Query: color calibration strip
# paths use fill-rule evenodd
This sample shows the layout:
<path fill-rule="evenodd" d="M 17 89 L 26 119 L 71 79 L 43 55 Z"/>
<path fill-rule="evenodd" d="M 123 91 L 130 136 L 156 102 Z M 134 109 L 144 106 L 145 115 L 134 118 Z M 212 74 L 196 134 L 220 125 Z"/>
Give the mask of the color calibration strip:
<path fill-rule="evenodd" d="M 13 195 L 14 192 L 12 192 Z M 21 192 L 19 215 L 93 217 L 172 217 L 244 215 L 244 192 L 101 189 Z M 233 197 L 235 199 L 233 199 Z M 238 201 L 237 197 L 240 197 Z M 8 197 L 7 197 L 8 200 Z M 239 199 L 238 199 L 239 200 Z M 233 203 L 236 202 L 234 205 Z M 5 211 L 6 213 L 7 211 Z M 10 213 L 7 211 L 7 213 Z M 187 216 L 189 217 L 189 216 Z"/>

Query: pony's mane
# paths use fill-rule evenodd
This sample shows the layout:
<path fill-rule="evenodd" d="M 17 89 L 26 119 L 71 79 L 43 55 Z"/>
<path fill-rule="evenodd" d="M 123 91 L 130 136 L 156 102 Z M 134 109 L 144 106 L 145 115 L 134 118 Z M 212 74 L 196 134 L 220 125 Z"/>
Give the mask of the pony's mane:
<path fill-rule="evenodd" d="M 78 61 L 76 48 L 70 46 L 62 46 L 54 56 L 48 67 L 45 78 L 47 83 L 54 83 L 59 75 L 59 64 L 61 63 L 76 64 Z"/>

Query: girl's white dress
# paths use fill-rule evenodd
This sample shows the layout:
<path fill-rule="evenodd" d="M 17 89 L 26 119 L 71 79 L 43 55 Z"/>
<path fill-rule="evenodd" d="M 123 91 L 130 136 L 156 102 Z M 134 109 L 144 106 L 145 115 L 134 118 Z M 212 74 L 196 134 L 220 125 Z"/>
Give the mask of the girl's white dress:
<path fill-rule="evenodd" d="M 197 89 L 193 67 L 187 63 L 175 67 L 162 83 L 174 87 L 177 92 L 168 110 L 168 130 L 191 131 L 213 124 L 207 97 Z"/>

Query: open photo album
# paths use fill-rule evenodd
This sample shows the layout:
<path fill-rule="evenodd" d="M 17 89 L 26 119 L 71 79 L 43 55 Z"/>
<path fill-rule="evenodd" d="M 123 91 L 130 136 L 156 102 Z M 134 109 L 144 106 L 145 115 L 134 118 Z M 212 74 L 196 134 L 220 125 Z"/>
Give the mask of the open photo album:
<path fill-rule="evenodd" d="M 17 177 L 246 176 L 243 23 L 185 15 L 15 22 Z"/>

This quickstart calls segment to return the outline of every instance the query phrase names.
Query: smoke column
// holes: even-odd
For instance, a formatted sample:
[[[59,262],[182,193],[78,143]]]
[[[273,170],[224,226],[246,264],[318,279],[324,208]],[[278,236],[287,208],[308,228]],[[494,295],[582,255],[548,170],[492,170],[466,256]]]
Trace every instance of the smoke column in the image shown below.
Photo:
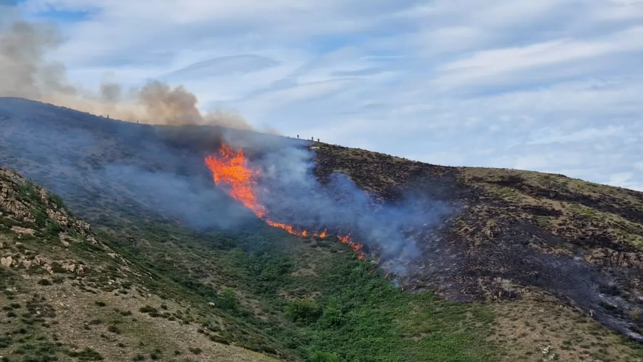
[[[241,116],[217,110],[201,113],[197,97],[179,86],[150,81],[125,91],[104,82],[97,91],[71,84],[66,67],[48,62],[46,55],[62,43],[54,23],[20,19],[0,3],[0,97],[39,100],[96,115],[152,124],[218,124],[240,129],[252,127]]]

...

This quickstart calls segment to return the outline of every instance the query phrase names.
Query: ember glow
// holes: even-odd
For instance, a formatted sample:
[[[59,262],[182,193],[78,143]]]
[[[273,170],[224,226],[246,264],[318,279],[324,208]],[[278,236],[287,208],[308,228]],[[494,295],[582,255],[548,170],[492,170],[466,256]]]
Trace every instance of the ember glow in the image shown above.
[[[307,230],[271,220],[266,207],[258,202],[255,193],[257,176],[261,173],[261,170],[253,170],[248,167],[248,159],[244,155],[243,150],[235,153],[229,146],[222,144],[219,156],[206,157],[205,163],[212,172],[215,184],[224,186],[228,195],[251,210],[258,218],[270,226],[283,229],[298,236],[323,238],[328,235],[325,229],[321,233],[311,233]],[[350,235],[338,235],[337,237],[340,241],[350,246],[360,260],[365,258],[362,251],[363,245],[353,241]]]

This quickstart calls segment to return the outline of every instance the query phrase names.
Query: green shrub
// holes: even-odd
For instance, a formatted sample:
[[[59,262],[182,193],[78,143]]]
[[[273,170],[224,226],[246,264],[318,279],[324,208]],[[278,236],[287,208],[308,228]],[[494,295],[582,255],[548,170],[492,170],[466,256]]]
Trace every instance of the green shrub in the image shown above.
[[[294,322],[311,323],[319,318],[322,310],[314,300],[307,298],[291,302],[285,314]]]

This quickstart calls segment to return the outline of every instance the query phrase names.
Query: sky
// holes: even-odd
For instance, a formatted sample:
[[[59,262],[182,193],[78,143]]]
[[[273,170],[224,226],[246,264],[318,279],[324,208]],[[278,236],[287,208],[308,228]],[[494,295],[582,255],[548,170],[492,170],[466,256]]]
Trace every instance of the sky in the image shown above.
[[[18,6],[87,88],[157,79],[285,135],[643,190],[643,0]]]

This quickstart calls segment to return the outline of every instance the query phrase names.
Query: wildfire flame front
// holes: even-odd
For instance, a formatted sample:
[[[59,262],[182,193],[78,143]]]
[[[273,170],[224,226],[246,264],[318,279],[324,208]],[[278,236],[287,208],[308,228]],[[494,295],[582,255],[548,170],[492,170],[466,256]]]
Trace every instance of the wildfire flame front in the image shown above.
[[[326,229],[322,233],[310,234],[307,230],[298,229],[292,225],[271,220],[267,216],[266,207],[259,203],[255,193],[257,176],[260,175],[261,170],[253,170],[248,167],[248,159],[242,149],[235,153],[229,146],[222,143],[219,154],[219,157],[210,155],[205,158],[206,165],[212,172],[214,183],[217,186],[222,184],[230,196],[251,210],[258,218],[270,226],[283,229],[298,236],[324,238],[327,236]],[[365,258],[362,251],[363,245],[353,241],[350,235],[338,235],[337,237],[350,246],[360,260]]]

WHAT THE TASK ASKS >> Reproduce the material from the line with "Query: color calibration strip" to the line with "78 61 L 76 48", both lines included.

SOLVED EXERCISE >>
Query: color calibration strip
# paths use fill-rule evenodd
This sample shows the layout:
<path fill-rule="evenodd" d="M 17 89 L 26 119 L 71 79 L 43 55 Z"/>
<path fill-rule="evenodd" d="M 123 91 L 130 136 L 156 102 Z M 134 109 L 144 106 L 145 115 L 134 118 Z M 212 74 L 196 134 L 220 125 Z"/>
Give the mask of the color calibration strip:
<path fill-rule="evenodd" d="M 13 195 L 14 192 L 12 192 Z M 21 192 L 19 215 L 93 217 L 172 217 L 244 215 L 244 192 L 101 189 Z M 233 197 L 235 199 L 233 199 Z M 238 201 L 237 197 L 240 197 Z M 8 197 L 7 197 L 8 200 Z M 239 199 L 238 199 L 239 200 Z M 233 203 L 236 202 L 234 205 Z M 5 211 L 6 213 L 7 211 Z M 10 213 L 7 211 L 7 213 Z M 187 216 L 189 217 L 189 216 Z"/>

Query: pony's mane
# paths use fill-rule evenodd
This sample shows the layout:
<path fill-rule="evenodd" d="M 17 89 L 26 119 L 71 79 L 43 55 Z"/>
<path fill-rule="evenodd" d="M 123 91 L 130 136 L 156 102 Z M 134 109 L 144 106 L 145 115 L 134 118 Z M 212 74 L 196 134 L 220 125 Z"/>
Give the mask of the pony's mane:
<path fill-rule="evenodd" d="M 78 61 L 76 48 L 70 46 L 62 46 L 54 56 L 48 67 L 45 78 L 47 83 L 54 83 L 59 75 L 59 64 L 61 63 L 76 64 Z"/>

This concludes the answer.